What to produce: Transcribe every line of the entries below verbatim, leaving out the pictures.

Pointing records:
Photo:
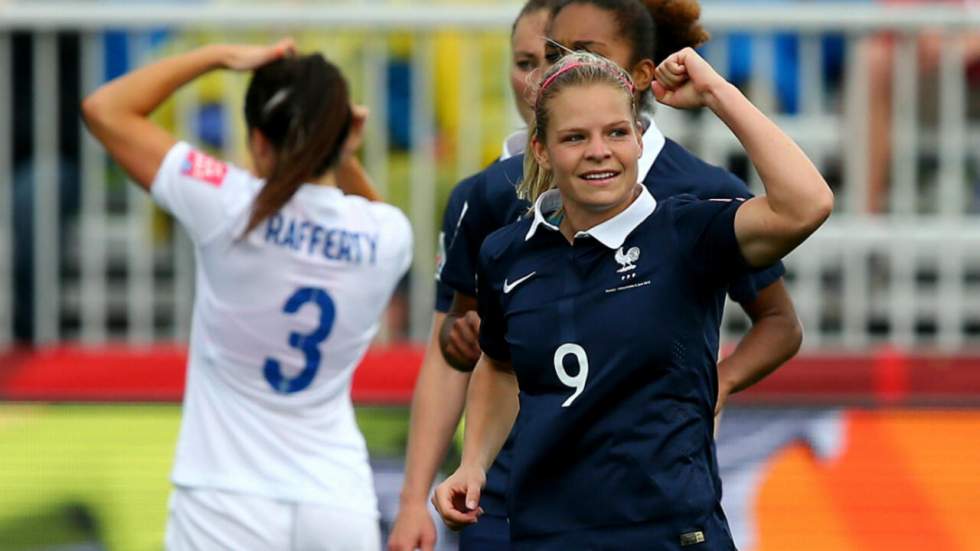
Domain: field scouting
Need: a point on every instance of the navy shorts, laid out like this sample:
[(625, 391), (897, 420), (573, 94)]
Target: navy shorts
[(710, 535), (491, 533)]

Written response:
Photo:
Domain: field scouting
Need: a point on every instance of the navy shorts, laid out like this sample:
[(625, 391), (897, 420), (573, 94)]
Target: navy shorts
[(710, 535), (491, 533)]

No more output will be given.